## To do
Whatever appears in the records, write it out again exactly.

══════════

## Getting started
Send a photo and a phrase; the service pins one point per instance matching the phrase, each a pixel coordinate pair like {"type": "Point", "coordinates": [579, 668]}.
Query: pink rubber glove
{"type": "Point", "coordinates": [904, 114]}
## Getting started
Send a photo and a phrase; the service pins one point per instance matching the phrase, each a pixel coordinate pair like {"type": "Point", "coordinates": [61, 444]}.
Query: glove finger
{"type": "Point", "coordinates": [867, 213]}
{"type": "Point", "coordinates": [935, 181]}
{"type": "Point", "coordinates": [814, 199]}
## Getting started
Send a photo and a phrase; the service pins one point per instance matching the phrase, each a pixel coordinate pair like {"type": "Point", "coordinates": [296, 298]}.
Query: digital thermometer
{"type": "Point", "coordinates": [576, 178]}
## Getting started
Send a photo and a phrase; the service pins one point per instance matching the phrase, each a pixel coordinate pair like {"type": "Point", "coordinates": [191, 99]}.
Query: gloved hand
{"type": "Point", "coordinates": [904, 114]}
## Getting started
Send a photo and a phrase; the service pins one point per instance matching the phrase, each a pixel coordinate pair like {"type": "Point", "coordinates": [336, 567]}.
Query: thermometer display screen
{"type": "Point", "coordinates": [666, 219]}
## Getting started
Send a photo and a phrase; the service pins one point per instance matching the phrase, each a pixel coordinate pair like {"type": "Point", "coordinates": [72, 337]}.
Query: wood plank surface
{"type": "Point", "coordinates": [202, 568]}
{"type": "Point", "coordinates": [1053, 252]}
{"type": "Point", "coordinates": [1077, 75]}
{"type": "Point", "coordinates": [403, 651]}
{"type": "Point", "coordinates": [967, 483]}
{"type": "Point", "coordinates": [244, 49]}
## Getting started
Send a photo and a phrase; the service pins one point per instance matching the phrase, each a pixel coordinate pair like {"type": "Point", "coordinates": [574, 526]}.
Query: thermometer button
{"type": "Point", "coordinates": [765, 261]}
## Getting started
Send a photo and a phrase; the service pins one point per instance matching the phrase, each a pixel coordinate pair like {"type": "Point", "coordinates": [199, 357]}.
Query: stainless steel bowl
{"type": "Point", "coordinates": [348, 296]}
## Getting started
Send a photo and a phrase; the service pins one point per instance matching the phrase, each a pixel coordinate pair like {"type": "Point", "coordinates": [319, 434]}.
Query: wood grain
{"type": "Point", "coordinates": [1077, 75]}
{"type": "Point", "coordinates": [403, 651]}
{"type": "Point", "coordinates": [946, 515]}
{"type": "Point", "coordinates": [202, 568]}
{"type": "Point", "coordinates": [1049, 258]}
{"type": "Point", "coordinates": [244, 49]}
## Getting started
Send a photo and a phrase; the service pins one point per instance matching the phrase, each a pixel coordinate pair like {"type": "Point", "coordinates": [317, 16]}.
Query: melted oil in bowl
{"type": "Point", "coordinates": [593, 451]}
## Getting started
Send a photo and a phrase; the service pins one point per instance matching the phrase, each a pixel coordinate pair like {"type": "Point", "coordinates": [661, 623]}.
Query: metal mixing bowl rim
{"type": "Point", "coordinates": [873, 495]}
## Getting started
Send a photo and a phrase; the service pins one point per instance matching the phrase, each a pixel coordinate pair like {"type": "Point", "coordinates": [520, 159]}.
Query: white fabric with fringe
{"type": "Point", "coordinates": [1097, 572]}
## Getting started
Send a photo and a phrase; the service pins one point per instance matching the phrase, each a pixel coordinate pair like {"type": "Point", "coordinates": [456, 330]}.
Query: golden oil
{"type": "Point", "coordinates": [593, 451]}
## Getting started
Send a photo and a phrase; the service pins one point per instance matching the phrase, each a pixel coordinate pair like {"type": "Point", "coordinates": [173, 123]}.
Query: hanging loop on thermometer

══════════

## Output of the task
## Getting started
Send a photo and a phrase; the service pins one point per instance matching the phrase, each a pixel coordinate pair like {"type": "Point", "coordinates": [579, 668]}.
Query: pink rubber glove
{"type": "Point", "coordinates": [904, 114]}
## Getting started
Send a photo and a phrase; the service pins one point per instance matching the phrase, each a pixel coordinate pair like {"type": "Point", "coordinates": [61, 444]}.
Query: glove finger
{"type": "Point", "coordinates": [867, 213]}
{"type": "Point", "coordinates": [935, 181]}
{"type": "Point", "coordinates": [814, 199]}
## Getting started
Send a photo and a phrase; the service pins one point per instance matching the phrase, each a pixel coordinate pair like {"type": "Point", "coordinates": [296, 298]}.
Query: digital thermometer
{"type": "Point", "coordinates": [576, 178]}
## Getting started
Send a photo and a phrase; the service pins one point per instance matching the phrase, each a pixel coordinate pair like {"type": "Point", "coordinates": [191, 99]}.
Query: gloved hand
{"type": "Point", "coordinates": [904, 114]}
## Getting started
Send a photo and a phrase; the service pins one point per instance matching the phrase, each a pixel coordinate pair like {"type": "Point", "coordinates": [336, 567]}.
Query: thermometer display screen
{"type": "Point", "coordinates": [666, 219]}
## Getting started
Send a photo and a phrase; the service pins one point per instance matching the phrase, each a pixel coordinate pair like {"type": "Point", "coordinates": [72, 337]}.
Query: wood plank surface
{"type": "Point", "coordinates": [202, 568]}
{"type": "Point", "coordinates": [1053, 252]}
{"type": "Point", "coordinates": [1077, 75]}
{"type": "Point", "coordinates": [403, 651]}
{"type": "Point", "coordinates": [967, 483]}
{"type": "Point", "coordinates": [244, 49]}
## Getting started
Send a photo and a phrase; the service pins one point per instance matching the phrase, each a pixel coordinate pair like {"type": "Point", "coordinates": [574, 526]}.
Query: thermometer button
{"type": "Point", "coordinates": [765, 261]}
## Getting started
Send a photo and a phrase; the service pins one point per instance matching the phrase, each a pixel coordinate pair like {"type": "Point", "coordinates": [199, 357]}.
Query: stainless steel bowl
{"type": "Point", "coordinates": [348, 296]}
## Getting started
Send a photo and a phrase; the service pins one point per instance matching the phrase, each a pixel coordinate pair like {"type": "Point", "coordinates": [319, 434]}.
Query: wood grain
{"type": "Point", "coordinates": [1077, 75]}
{"type": "Point", "coordinates": [403, 651]}
{"type": "Point", "coordinates": [946, 515]}
{"type": "Point", "coordinates": [202, 568]}
{"type": "Point", "coordinates": [1049, 258]}
{"type": "Point", "coordinates": [244, 49]}
## Getting started
Send a photo and a phrase; the service pins one point per instance matching the phrase, each a pixel coordinate pair like {"type": "Point", "coordinates": [317, 16]}.
Query: melted oil in bowl
{"type": "Point", "coordinates": [593, 451]}
## Getting started
Send a photo and a phrase; the service pins one point per instance matching the phrase, each a pixel coordinate pair like {"type": "Point", "coordinates": [661, 623]}.
Query: metal mixing bowl rim
{"type": "Point", "coordinates": [873, 495]}
## Getting started
Send a photo and a phrase; the service pins one point per instance matching the phrase, each a pixel coordinate pair like {"type": "Point", "coordinates": [520, 159]}.
Query: white fabric with fringe
{"type": "Point", "coordinates": [1097, 572]}
## Getting started
Send a photo and a phrase; the service pins one point per instance matching the phrase, each a pixel coordinate pair like {"type": "Point", "coordinates": [456, 330]}.
Query: golden oil
{"type": "Point", "coordinates": [593, 451]}
## Getting started
Send a photo and a phrase; the service pins one point per instance matching the phrase, each a pixel coordinate pair like {"type": "Point", "coordinates": [173, 123]}.
Query: hanging loop on thermometer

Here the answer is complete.